» **Your assignment**: Please give the data below again in full, exactly as it stands.

Records from a data source:
++++++++++

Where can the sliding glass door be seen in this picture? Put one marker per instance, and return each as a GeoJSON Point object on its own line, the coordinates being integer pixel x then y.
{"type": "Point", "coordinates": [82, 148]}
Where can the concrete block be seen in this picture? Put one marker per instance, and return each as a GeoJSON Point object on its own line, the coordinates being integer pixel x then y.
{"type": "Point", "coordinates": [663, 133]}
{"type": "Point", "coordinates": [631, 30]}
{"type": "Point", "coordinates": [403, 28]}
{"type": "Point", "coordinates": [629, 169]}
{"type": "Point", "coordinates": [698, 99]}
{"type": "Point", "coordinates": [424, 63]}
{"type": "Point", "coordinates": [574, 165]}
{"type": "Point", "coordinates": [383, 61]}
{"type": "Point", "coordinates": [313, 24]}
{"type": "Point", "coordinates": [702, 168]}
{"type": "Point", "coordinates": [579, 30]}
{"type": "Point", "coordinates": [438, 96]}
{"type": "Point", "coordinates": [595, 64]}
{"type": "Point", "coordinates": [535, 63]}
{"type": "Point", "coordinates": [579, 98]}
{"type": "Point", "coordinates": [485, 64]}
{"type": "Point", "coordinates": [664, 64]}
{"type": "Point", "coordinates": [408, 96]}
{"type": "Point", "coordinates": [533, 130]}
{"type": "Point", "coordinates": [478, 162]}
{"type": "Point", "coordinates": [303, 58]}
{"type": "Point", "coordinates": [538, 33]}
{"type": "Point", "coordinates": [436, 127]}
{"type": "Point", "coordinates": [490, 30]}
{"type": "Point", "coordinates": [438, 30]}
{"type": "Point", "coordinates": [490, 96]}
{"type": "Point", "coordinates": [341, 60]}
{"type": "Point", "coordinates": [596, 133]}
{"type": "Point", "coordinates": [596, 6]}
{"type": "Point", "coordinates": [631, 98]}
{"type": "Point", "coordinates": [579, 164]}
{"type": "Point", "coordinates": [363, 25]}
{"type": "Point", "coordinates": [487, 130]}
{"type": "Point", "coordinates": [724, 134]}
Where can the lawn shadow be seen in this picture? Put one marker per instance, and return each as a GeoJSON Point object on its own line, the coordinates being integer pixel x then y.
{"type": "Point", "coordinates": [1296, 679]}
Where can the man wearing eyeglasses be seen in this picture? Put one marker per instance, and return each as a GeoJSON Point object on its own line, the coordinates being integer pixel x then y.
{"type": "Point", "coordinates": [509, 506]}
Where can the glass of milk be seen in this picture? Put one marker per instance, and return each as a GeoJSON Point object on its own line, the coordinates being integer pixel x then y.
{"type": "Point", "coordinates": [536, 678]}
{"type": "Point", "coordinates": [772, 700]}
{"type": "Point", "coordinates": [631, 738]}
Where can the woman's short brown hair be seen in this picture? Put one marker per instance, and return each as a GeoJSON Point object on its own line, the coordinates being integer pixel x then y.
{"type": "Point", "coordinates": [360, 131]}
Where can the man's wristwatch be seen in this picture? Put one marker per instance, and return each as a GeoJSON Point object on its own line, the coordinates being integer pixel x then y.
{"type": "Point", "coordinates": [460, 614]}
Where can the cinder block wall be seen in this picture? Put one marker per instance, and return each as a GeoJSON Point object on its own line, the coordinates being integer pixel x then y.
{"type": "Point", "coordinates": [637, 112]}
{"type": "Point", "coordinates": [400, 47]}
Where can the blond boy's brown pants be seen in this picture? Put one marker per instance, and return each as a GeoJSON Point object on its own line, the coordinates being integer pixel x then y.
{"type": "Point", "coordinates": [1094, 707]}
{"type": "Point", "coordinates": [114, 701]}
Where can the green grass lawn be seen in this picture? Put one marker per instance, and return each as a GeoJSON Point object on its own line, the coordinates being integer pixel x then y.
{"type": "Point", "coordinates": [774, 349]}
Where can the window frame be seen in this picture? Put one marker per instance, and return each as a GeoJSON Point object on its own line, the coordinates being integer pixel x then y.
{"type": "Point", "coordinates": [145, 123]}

++++++++++

» **Answer space**:
Where can the sliding glass door be seen in this picture? Put one marker per instance, and return each as a GeoJSON Point object on its own line, the coordinates being integer pixel x then y.
{"type": "Point", "coordinates": [82, 148]}
Where can the concrete block be seen in this picture? Put one marker per instance, and return each as a GeoJSON Point object on its own line, the coordinates being integer pixel x then y.
{"type": "Point", "coordinates": [663, 133]}
{"type": "Point", "coordinates": [631, 30]}
{"type": "Point", "coordinates": [403, 28]}
{"type": "Point", "coordinates": [629, 169]}
{"type": "Point", "coordinates": [698, 99]}
{"type": "Point", "coordinates": [424, 63]}
{"type": "Point", "coordinates": [574, 165]}
{"type": "Point", "coordinates": [383, 61]}
{"type": "Point", "coordinates": [313, 24]}
{"type": "Point", "coordinates": [702, 168]}
{"type": "Point", "coordinates": [579, 30]}
{"type": "Point", "coordinates": [438, 96]}
{"type": "Point", "coordinates": [595, 64]}
{"type": "Point", "coordinates": [535, 63]}
{"type": "Point", "coordinates": [579, 98]}
{"type": "Point", "coordinates": [485, 64]}
{"type": "Point", "coordinates": [664, 64]}
{"type": "Point", "coordinates": [408, 96]}
{"type": "Point", "coordinates": [533, 130]}
{"type": "Point", "coordinates": [478, 162]}
{"type": "Point", "coordinates": [303, 58]}
{"type": "Point", "coordinates": [538, 33]}
{"type": "Point", "coordinates": [436, 127]}
{"type": "Point", "coordinates": [490, 30]}
{"type": "Point", "coordinates": [438, 30]}
{"type": "Point", "coordinates": [490, 96]}
{"type": "Point", "coordinates": [341, 60]}
{"type": "Point", "coordinates": [596, 133]}
{"type": "Point", "coordinates": [596, 6]}
{"type": "Point", "coordinates": [631, 98]}
{"type": "Point", "coordinates": [579, 164]}
{"type": "Point", "coordinates": [363, 25]}
{"type": "Point", "coordinates": [487, 130]}
{"type": "Point", "coordinates": [724, 134]}
Where can the lawn shadow be seen in this picture? Put one marker per instance, and return each as a GeoJSON Point object on its own line, the coordinates being integer pixel x then y.
{"type": "Point", "coordinates": [1296, 679]}
Where can the man wearing eyeglasses be seen in this picture? Put one marker per instance, and return each as a GeoJSON Point object on its own line, the coordinates being integer pixel x then y.
{"type": "Point", "coordinates": [509, 506]}
Where can the glass of milk be seen in this picture? Put one marker per instance, and return each as a GeoJSON Point object on its own line, the coordinates being integer pixel x then y.
{"type": "Point", "coordinates": [536, 678]}
{"type": "Point", "coordinates": [772, 700]}
{"type": "Point", "coordinates": [631, 738]}
Where can the woman's short brown hair be seen in this picture? Put one marker per instance, and return each as a GeoJSON Point object on its own line, the coordinates being integer pixel x then y.
{"type": "Point", "coordinates": [360, 131]}
Where can the man's wristwatch be seen in this picture? Put one marker per instance, and return each as a GeoJSON Point object on its own line, the coordinates being integer pixel x then y.
{"type": "Point", "coordinates": [460, 614]}
Where can the cinder block wall be seen in this picture? Put one marker per instance, and return each as a GeoJSON Point object on its own line, the coordinates being integer pixel x then y.
{"type": "Point", "coordinates": [637, 112]}
{"type": "Point", "coordinates": [400, 47]}
Where can the blond boy's brown pants be seen in this picture? Put one marker per instance, and return each as a GeoJSON Point object on its own line, the coordinates being integer pixel x then y.
{"type": "Point", "coordinates": [1094, 707]}
{"type": "Point", "coordinates": [114, 701]}
Where can the green grass lawn be seen in this picture? Put one marker per instance, and return each as a GeoJSON Point object on its own line, the coordinates being integer pixel x then y.
{"type": "Point", "coordinates": [774, 349]}
Where can the window frame be seen in this picture? Put one marker per instance, and return each as a GeoJSON Point object on its own line, the coordinates being integer pixel x then y.
{"type": "Point", "coordinates": [145, 123]}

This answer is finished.